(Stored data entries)
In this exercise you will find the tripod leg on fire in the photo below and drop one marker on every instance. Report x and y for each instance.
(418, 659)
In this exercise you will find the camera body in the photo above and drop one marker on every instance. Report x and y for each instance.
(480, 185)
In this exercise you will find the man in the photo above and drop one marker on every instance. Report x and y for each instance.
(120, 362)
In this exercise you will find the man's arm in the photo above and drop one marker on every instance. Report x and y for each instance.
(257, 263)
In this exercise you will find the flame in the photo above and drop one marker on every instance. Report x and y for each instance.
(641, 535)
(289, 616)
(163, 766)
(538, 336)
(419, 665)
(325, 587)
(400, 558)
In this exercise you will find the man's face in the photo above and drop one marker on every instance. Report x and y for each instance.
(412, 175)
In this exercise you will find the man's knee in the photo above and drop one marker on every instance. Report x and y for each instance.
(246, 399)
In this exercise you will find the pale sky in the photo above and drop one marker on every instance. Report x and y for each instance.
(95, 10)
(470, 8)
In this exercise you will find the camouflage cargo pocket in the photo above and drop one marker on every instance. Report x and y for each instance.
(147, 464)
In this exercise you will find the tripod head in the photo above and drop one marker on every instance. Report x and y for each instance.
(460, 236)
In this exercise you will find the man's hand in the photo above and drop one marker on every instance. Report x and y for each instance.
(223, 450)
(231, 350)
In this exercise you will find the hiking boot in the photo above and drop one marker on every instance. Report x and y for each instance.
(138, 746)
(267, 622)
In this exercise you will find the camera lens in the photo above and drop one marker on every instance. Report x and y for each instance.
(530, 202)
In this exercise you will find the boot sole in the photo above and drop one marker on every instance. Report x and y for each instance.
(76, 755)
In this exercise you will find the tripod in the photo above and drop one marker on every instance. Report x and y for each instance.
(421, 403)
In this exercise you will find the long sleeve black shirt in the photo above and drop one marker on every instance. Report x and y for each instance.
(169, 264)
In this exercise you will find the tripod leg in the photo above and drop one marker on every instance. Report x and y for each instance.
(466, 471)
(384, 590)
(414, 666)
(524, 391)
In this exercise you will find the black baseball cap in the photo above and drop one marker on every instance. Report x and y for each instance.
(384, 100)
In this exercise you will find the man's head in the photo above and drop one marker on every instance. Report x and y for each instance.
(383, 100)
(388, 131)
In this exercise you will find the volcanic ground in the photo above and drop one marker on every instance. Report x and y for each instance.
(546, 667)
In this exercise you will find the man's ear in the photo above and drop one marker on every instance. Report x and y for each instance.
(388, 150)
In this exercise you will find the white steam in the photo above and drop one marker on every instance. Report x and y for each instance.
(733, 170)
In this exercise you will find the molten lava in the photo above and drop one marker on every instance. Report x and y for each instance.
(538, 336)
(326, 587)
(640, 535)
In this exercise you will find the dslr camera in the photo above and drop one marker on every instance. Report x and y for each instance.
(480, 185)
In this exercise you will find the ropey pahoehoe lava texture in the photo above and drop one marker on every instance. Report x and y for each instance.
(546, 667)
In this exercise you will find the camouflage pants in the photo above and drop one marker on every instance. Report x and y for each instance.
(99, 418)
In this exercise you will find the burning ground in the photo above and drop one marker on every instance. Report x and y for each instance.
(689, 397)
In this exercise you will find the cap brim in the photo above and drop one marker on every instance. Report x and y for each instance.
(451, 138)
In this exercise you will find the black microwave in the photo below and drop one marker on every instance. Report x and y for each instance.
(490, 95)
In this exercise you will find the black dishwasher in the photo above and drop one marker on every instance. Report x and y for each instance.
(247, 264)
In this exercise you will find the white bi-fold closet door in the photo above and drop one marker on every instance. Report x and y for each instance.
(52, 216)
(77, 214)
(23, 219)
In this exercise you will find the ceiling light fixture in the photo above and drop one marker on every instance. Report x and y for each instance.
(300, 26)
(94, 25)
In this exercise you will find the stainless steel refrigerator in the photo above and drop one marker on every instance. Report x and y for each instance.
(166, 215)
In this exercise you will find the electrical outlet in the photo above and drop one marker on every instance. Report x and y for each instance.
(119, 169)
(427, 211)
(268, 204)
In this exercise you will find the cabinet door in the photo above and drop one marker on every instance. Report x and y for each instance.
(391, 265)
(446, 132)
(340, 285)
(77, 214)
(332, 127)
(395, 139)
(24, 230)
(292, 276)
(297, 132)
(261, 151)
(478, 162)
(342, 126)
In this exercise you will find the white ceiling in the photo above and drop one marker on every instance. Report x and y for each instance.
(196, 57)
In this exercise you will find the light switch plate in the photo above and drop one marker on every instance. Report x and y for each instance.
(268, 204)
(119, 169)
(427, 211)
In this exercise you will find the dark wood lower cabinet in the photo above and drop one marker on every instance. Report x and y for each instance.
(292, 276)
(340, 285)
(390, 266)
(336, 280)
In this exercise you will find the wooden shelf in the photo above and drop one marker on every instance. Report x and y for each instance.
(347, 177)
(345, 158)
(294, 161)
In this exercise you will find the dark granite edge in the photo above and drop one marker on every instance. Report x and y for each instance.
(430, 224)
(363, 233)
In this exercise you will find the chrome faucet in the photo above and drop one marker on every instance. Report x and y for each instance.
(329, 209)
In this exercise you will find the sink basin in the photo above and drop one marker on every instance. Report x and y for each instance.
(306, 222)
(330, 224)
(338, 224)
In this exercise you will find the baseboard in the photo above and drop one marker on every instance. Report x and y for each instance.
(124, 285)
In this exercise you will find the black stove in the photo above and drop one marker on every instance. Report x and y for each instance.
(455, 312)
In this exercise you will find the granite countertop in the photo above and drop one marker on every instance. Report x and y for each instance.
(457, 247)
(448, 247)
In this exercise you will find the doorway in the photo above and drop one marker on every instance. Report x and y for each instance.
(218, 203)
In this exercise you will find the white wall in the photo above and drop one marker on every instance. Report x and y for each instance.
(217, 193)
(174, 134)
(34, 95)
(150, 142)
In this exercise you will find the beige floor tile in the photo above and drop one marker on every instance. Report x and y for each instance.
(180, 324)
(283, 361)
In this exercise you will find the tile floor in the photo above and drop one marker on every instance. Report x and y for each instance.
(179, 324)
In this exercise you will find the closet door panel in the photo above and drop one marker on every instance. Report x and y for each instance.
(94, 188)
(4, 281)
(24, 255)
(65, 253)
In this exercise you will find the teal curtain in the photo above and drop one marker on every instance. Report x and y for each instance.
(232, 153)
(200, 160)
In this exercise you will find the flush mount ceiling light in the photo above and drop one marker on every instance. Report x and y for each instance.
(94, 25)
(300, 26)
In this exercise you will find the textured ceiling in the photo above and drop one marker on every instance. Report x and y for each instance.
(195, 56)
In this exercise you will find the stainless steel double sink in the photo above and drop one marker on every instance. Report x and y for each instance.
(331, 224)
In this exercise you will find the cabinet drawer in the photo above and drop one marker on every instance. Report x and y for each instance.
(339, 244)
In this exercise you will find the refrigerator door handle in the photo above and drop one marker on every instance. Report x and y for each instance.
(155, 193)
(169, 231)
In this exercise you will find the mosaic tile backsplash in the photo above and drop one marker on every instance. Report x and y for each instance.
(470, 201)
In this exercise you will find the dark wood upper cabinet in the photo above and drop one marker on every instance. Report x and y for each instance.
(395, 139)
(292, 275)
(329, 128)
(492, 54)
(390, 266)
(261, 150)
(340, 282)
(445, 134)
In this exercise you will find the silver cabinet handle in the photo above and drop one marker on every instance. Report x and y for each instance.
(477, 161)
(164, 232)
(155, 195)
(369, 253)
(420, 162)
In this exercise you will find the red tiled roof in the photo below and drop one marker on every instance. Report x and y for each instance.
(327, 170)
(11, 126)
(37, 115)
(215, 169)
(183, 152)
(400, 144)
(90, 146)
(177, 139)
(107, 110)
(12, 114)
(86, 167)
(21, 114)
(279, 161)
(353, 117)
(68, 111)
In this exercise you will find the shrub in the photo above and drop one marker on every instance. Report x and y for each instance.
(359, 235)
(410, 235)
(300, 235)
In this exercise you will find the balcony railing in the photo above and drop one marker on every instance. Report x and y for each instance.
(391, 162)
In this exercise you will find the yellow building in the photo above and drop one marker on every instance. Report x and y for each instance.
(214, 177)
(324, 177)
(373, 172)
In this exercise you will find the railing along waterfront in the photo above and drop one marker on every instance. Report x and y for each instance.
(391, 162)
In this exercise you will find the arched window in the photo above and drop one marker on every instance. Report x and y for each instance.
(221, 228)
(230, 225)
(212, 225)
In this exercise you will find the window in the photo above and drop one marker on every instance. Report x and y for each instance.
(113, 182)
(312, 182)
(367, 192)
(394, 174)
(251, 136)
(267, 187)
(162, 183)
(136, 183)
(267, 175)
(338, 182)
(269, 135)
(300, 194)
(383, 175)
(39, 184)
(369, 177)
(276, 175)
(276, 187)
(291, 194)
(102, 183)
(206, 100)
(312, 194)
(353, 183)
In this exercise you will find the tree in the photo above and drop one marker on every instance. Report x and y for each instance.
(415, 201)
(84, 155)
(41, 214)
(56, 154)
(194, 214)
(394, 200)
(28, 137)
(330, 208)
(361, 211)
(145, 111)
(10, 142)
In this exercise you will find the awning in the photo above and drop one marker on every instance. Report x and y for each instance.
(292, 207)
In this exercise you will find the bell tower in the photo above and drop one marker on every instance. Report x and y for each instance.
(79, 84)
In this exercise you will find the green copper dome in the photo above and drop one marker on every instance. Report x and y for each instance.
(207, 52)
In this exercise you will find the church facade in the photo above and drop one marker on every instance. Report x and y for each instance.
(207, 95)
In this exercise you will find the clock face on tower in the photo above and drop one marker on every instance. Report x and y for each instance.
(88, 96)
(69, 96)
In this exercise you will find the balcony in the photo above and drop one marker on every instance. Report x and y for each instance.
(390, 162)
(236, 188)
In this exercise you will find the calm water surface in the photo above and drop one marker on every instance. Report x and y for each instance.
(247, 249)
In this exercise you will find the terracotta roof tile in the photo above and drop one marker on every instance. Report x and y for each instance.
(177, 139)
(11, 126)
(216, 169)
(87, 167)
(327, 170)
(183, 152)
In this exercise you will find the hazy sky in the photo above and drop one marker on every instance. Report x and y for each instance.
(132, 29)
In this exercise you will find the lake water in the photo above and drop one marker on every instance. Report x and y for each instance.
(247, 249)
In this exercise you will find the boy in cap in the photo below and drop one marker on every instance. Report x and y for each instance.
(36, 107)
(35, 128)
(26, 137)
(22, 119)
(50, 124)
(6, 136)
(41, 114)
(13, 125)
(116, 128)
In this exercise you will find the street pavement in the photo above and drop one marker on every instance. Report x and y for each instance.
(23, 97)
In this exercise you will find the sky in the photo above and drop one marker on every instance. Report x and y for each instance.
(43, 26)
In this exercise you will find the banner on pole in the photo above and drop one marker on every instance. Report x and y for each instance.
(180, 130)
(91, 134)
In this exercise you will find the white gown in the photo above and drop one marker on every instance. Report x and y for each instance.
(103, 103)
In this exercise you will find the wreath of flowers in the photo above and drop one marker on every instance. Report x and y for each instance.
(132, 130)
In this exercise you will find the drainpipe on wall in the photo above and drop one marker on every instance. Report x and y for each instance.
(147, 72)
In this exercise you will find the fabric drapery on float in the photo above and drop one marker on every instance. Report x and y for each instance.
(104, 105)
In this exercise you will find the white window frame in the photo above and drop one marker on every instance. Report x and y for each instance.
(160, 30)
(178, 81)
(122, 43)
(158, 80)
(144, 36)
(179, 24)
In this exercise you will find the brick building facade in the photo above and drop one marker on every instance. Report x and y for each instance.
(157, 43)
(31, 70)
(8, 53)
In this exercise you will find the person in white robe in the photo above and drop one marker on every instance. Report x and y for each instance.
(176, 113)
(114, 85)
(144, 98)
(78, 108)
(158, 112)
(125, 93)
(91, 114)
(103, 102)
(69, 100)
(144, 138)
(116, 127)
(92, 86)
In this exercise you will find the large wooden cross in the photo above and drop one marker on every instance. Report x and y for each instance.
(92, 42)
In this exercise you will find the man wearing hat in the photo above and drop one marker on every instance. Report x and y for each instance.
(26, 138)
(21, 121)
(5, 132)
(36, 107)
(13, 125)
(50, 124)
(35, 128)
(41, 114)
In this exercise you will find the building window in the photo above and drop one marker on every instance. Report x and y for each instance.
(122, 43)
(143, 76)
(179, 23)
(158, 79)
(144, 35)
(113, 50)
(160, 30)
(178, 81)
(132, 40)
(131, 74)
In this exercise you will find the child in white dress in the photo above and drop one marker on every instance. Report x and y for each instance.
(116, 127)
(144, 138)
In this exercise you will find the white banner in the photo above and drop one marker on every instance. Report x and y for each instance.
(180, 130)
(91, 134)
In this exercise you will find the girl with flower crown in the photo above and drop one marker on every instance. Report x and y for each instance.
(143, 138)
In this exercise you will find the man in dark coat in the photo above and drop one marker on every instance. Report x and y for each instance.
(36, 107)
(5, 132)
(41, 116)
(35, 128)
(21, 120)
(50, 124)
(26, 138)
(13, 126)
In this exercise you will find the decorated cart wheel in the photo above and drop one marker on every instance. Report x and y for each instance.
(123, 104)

* [What is being asked]
Copy exactly the lines from the one containing "In this exercise you will find the decorated" through the last line of the records, both included, and nothing else.

* [Written reply]
In this exercise you will find the decorated cart wheel in the photo above and drop one marker on every instance. Report x and y for each instance.
(123, 104)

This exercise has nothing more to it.